Records from a collection
┄┄┄┄┄┄┄┄┄┄
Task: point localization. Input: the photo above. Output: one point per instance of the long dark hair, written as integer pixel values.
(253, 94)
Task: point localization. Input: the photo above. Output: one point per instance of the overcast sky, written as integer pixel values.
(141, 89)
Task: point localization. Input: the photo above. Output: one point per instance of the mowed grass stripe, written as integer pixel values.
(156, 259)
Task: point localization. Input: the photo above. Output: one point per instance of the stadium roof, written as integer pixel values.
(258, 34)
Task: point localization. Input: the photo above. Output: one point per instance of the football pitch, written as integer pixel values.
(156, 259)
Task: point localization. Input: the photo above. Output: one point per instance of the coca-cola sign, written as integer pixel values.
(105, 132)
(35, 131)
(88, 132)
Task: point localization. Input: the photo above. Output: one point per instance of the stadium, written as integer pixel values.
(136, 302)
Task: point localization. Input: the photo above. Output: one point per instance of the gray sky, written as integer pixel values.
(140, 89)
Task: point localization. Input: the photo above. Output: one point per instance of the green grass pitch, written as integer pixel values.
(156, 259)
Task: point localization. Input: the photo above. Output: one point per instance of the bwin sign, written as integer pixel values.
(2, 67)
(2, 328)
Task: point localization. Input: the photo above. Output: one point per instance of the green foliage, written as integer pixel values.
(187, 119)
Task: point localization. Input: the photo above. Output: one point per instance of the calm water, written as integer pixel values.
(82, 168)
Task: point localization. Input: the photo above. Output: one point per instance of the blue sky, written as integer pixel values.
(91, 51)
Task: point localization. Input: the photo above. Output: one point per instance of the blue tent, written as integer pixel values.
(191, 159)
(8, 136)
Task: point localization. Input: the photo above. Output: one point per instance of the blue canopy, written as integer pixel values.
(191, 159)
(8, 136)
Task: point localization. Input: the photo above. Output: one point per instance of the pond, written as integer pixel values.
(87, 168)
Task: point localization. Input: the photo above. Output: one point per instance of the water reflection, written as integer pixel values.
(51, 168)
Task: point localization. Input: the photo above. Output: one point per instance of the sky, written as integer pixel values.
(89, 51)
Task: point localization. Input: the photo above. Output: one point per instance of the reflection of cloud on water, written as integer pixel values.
┄┄┄┄┄┄┄┄┄┄
_ASSIGNMENT:_
Exact copies of all the entries above are to be printed.

_YOUR SOLUTION:_
Task: point localization. Input: the photo above. Output: one point per instance of the long dark hair, written as integer pixel values.
(253, 94)
Task: point localization. Input: the photo above. Output: one point per instance of the overcast sky, written as integer pixel values.
(141, 89)
Task: point localization. Input: the photo above. Output: one point per instance of the mowed grass stripe, written as integer pixel values.
(156, 259)
Task: point localization. Input: the photo above. Output: one point per instance of the stadium roof, written as integer pixel values.
(258, 34)
Task: point localization. Input: the photo above. Output: one point per instance of the football pitch, written as integer pixel values.
(156, 259)
Task: point localization. Input: the photo above. Output: one point per instance of the coca-cola sign, written as integer pixel values.
(105, 132)
(35, 131)
(88, 132)
Task: point localization. Input: the photo above. Output: one point per instance of the stadium, written as integer pixel values.
(136, 302)
Task: point localization. Input: the photo above. Output: one point per instance of the gray sky, written as integer pixel values.
(140, 89)
Task: point localization. Input: the photo above. Output: one point per instance of the green grass pitch, written as integer pixel values.
(156, 259)
Task: point localization. Input: the photo above. Output: one point per instance of the bwin sign, written as integer pixel values.
(2, 67)
(2, 328)
Task: point localization. Input: the photo above. Output: one point per instance of the green foliage, written as integer pixel values.
(187, 119)
Task: point localization. Input: the photo above. Output: one point per instance of the calm water, written as integer pixel values.
(82, 168)
Task: point localization. Input: the photo above. Output: one point per instance of the blue sky, written as integer pixel values.
(91, 51)
Task: point localization. Input: the photo above. Output: one point per instance of the blue tent, written as integer pixel values.
(191, 159)
(8, 136)
Task: point localization. Input: the photo above. Output: one point per instance of the blue canopy, written as integer pixel values.
(191, 159)
(8, 136)
Task: point localization. Input: the photo above. Output: one point per instance of the pond, written as integer pixel values.
(87, 168)
Task: point localization. Input: the photo above. Output: one point per instance of the water reflection, written as integer pixel values.
(51, 168)
Task: point localization. Input: the photo above. Output: one point per instance of the sky, written as integer pixel values.
(89, 51)
Task: point localization. Input: the photo above. Output: one point per instance of the reflection of cloud on water, written as integer pixel values.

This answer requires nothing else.